Point localization data
╭──

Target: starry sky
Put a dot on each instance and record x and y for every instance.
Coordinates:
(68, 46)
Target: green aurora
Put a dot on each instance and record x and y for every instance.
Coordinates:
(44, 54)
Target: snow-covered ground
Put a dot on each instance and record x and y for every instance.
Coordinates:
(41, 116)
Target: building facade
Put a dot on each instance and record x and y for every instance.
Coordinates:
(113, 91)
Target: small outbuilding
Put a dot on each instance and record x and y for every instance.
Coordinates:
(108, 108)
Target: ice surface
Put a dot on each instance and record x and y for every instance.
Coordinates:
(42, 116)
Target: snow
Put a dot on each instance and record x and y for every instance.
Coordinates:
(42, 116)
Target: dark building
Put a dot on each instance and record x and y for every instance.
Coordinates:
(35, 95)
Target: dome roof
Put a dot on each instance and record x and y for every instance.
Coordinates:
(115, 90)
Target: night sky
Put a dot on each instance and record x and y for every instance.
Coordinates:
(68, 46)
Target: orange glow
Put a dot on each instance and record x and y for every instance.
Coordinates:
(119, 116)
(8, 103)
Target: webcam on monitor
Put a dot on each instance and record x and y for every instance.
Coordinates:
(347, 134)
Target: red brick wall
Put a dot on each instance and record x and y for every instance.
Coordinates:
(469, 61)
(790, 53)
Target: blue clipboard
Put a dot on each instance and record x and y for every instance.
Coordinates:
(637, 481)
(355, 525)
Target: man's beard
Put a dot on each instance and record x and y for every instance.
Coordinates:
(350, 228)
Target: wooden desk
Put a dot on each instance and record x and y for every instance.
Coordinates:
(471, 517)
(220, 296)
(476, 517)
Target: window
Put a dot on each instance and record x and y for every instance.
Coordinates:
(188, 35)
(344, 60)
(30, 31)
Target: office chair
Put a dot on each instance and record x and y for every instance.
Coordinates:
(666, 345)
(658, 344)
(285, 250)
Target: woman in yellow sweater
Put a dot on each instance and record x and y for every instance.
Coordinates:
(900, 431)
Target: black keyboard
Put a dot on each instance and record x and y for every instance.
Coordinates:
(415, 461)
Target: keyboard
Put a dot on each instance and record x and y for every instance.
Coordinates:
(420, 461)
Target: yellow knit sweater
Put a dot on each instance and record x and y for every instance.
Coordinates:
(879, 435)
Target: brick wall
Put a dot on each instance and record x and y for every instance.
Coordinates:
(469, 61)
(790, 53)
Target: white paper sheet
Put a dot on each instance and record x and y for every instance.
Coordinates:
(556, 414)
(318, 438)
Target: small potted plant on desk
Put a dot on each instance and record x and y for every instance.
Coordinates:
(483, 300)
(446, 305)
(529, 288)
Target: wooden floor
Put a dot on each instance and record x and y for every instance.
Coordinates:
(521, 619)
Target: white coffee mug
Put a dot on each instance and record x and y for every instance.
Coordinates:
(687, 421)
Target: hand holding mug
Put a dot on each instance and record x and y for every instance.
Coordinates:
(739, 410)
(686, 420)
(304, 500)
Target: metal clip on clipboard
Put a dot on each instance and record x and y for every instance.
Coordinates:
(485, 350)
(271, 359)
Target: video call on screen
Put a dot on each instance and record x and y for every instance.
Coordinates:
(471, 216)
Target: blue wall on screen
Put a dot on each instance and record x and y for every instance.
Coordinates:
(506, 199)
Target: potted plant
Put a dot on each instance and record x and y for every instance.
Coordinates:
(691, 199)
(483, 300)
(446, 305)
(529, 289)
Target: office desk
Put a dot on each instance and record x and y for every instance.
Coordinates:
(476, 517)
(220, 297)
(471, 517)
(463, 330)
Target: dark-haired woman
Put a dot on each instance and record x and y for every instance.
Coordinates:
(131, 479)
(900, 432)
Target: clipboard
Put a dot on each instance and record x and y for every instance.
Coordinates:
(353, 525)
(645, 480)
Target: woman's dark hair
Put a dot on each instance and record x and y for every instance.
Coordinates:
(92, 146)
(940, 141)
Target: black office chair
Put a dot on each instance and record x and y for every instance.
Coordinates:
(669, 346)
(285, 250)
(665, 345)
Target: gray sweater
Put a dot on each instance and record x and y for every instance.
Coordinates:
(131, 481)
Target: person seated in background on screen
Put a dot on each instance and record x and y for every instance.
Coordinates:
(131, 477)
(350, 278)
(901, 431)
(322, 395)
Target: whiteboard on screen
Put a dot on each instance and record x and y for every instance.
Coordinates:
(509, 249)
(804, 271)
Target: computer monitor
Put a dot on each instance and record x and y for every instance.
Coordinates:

╰──

§ Instructions for the task: Copy from the entries only those lines that hold the word "snow".

§ Exercise output:
Target: snow-covered ground
Target: snow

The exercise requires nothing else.